_Texte de la page_.
====

LA MOSQUÉE D'ALLONNES, CAS D'ÉCOLE DU COMBAT CONTRE LE "SÉPARATISME ISLAMISTE"

LA MOSQUÉE D'ALLONNES, CAS D'ÉCOLE DU COMBAT CONTRE LE "SÉPARATISME ISLAMISTE"

par Juliette Jabkhiro

ALLONNES, Sarthe (Reuters) - Pendant trois ans, Karim Daoud, 46 ans, a été à la tête de la mosquée d'Allonnes, une petite ville de la Sarthe proche du Mans. Il y entraîne aussi une équipe de football, et travaille depuis plus de vingt ans au service jeunesse de la mairie.

En octobre dernier, la préfecture de la Sarthe lui a remis une médaille d'honneur pour récompenser son ancienneté et son dévouement au service des collectivités locales.

Quelques jours plus tard, elle fermait la mosquée pour une durée de six mois, expliquant dans son arrêté qu'on y observait une "pratique radicale de l'islam" et qu'on y cultivait "un sentiment de haine à l'égard de la France".

Les représentants de la mosquée, qui rejettent ces accusations, affirment que les autorités ont fourni peu d'éléments à l'appui de leur décision.

Des organisations de défense des droits de l'Homme, des institutions internationales comme l'Onu et des membres de la communauté musulmane dénoncent depuis le début du quinquennat d'Emmanuel Macron un "arbitraire" français, avec des procédures "opaques" difficilement contestables en justice.

"C'est kafkaïen," juge Fionnuala Ní Aoláin, rapporteure spéciale des Nations Unies pour la protection des droits humains dans la lutte contre le terrorisme. "Le flirt avec le secret des preuves est en lui-même inquiétant mais il enfreint aussi des traités internationaux" comme la Convention européenne des droits de l'Homme et le Pacte international relatif aux droits civils et politiques.

Sollicitée sur ce point, la présidence française n'a pas souhaité apporter de commentaires.

Le ministère de l'Intérieur a déclaré à Reuters que toutes les mesures prises durant le quinquennat pour lutter contre le terrorisme islamique l'avaient été "dans le respect de l’Etat de droit". La préfecture de la Sarthe n'a pas souhaité répondre aux questions de Reuters.

Les autorités françaises ont fermé 22 mosquées ces 18 derniers mois, selon les données du ministère de l'Intérieur - un chiffre en hausse selon une source autorisée.

====

Enregistrements d'un jeu d'étiquetage par points:
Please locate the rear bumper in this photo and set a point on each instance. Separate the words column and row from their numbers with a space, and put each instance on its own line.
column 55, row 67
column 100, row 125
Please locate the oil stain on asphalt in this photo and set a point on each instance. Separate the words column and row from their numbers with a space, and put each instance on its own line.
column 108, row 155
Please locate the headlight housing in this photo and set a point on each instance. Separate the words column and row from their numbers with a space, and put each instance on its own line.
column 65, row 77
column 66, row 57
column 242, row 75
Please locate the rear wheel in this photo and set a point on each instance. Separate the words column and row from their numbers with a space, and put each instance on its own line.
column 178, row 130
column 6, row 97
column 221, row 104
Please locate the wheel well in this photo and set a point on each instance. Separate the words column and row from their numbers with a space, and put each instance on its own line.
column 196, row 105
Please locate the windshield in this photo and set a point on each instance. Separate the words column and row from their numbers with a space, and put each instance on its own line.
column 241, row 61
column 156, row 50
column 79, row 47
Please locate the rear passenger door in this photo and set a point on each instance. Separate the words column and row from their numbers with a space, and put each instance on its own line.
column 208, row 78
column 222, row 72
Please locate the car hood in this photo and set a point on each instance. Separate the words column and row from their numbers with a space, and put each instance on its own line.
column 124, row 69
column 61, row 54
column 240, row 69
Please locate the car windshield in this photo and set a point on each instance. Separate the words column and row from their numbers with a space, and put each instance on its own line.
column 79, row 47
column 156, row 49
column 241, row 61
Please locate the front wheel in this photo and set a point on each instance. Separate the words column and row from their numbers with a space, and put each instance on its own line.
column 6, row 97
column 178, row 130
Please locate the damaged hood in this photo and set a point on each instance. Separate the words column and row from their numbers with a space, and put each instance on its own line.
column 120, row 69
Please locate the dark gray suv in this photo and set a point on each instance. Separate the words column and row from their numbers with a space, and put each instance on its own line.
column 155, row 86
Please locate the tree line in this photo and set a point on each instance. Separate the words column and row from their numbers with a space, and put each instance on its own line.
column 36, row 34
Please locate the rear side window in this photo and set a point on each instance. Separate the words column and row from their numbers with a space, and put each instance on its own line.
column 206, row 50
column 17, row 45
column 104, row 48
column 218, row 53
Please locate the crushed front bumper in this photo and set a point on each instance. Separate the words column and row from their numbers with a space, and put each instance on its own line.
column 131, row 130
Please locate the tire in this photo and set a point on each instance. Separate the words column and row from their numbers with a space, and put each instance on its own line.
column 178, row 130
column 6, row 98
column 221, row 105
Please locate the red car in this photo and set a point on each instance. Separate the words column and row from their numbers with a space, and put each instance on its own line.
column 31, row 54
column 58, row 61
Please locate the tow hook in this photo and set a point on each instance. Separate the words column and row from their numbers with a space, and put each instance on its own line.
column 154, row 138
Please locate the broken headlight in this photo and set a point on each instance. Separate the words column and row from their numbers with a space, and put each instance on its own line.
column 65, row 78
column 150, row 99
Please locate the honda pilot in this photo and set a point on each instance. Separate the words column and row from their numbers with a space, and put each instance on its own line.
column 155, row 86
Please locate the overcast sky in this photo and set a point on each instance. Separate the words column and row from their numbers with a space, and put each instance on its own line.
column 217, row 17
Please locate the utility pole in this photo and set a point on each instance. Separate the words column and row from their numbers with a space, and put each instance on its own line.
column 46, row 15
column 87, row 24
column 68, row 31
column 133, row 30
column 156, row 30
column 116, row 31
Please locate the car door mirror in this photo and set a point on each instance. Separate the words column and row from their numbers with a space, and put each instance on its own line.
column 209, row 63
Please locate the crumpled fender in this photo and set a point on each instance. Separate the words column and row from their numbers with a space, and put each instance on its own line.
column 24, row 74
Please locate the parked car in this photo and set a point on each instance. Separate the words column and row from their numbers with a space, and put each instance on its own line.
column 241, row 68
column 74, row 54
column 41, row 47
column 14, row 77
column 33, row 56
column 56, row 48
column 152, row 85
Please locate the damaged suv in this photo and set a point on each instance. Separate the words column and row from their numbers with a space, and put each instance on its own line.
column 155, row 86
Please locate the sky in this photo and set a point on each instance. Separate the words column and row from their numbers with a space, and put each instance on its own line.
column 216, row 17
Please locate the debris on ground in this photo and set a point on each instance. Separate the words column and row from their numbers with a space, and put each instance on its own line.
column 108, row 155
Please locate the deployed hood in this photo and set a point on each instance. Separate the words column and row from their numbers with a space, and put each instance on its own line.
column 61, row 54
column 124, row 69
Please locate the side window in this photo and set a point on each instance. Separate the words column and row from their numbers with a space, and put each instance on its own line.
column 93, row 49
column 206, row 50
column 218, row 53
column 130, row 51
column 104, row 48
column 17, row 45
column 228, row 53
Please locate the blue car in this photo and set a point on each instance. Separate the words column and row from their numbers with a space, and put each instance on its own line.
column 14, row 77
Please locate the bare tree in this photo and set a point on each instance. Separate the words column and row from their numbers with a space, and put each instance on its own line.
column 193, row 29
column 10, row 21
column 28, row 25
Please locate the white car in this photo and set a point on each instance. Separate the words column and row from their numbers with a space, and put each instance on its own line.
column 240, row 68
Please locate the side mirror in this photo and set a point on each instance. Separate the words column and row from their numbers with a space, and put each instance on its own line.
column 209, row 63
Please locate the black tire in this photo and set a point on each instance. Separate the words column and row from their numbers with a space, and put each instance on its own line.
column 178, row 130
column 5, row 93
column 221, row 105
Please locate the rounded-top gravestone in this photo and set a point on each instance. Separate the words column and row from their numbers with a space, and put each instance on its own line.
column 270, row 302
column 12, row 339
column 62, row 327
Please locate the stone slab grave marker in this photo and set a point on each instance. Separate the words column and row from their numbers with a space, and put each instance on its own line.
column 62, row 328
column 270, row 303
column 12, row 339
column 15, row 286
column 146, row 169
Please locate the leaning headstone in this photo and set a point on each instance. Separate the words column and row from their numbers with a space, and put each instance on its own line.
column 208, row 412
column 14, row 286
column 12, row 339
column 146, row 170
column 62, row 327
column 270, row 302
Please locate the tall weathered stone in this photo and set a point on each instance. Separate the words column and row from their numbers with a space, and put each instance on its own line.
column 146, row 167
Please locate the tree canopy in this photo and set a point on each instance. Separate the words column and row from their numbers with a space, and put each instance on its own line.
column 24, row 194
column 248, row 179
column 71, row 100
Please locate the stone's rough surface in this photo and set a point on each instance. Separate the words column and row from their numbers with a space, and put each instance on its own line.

====

_Tâches demandées_.
**a.** Indiquez si chaque affirmation est conforme à l'article sur la mosquée d'Allonnes en répondant par oui ou non, puis citez mot pour mot le passage de l'article qui tranche. (i) La préfecture de la Sarthe a remis une médaille d'honneur à Karim Daoud en octobre dernier. (ii) La mosquée a été fermée pour une durée d'un an. (iii) La préfecture de la Sarthe a répondu aux questions de Reuters.
**b.** Reprenez, s'il vous plaît, l'article sur la mosquée d'Allonnes à la suite de sa dernière phrase.

_Réponses par tâche_.
**a.**
(i) Oui : « En octobre dernier, la préfecture de la Sarthe lui a remis une médaille d'honneur »
(ii) Non : « elle fermait la mosquée pour une durée de six mois »
(iii) Non : « La préfecture de la Sarthe n'a pas souhaité répondre aux questions de Reuters. »

**b.**
Le ministère précise avoir contrôlé en outre 90 mosquées sur les quelque 2.500 lieux de culte musulmans de France.

L'objectif affiché est de lutter contre le "séparatisme islamiste" à travers un arsenal de mesures de surveillance et de sanction comme le "contrat d'engagement républicain" pour les associations demandant des fonds publics, le "déféré laïcité", ou le déploiement de cellules départementales de lutte contre l'islamisme et le repli communautaire (CLIR).

Le ministère de l'Intérieur assure que des preuves détaillées ont été versées à la procédure visant la mosquée d'Allonnes. Le parquet du Mans a engagé par ailleurs des investigations pour déterminer si des membres ou des dirigeants des associations gérant la mosquée d'Allonnes ont commis des actes "d'apologie de terrorisme et provocation à commettre des actes terroristes".

Karim Daoud assure que l'instance n'a aucun lien, direct ou indirect, avec des activités terroristes.

La fermeture est pour lui "une injustice" et "une grosse déception" au regard de l'implication locale de la communauté. Un "tout répression" qui oublierait la dimension sociale du problème.

Me Nabila Asmane, qui représente les dirigeants de la mosquée, a dit à Reuters que le ministère de l'Intérieur n'avait pas fourni de preuves suffisantes et que le dossier était basé sur de fausses allégations.

"Ce ne sont pas les avocats qui ont échoué, c'est la justice", dit-elle.

Le Conseil d'Etat a confirmé en novembre la fermeture de la mosquée. En janvier, le gouvernement a annoncé la dissolution des associations régissant la mosquée. Une procédure d'appel est en cours.

Les fermetures administratives comme celle de la mosquée d'Allonnes sont temporaires. Mais certaines mosquées ne rouvrent pas, selon des militants des droits de l'Homme et le ministère de l'Intérieur.

Le décret de fermeture de la mosquée d'Allonnes prend fin le 25 avril, le lendemain du second tour de l'élection présidentielle. Des musulmans de la ville tentent de former une nouvelle association pour reprendre le lieu.

La lutte acharnée contre le "séparatisme", thème polémique de la campagne présidentielle qui nourrit les programmes de l'extrême droite, est à inscrire au bilan du président sortant.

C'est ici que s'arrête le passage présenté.